_PROBLEMA POSTO_:
Riscrivi tutte le righe seguenti, nessuna esclusa, scalando soltanto le coordinate x e y dei punti. Moltiplica ciascuna coordinata per 0,25 e arrotondala all'intero, con le metà per eccesso.

_DATI DA USARE_:
┄┄┄┄┄┄┄┄┄┄

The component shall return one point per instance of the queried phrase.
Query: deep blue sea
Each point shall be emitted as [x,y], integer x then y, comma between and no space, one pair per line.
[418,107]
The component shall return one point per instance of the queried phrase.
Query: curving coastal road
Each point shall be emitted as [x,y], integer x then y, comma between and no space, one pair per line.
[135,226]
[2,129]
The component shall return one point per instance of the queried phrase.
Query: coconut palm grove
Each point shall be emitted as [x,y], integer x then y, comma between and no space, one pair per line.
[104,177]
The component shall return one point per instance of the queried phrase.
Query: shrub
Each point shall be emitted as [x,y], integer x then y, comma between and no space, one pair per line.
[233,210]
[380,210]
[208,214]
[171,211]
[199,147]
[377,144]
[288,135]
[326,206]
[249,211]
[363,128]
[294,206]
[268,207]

┄┄┄┄┄┄┄┄┄┄

_RISULTATO ATTESO_:
The component shall return one point per instance of the queried phrase.
Query: deep blue sea
Each point shall be emitted as [x,y], integer x then y, comma between and no space, one pair per line.
[105,27]
The component shall return one point per instance of the queried phrase.
Query: curving coastal road
Each point shall be emitted as [x,y], integer x then y, comma between and no space, one pair per line.
[34,57]
[1,32]
The component shall return one point per instance of the queried phrase.
Query: coconut palm grove
Each point shall be emitted as [x,y], integer x then y, comma between and no space, one pair per line.
[26,44]
The component shall return one point per instance of the queried phrase.
Query: shrub
Each point shall be emitted as [x,y], integer x then y, comma between and no space, one pair per line.
[58,53]
[95,53]
[52,54]
[43,53]
[50,37]
[94,36]
[72,34]
[82,52]
[62,53]
[91,32]
[74,52]
[67,52]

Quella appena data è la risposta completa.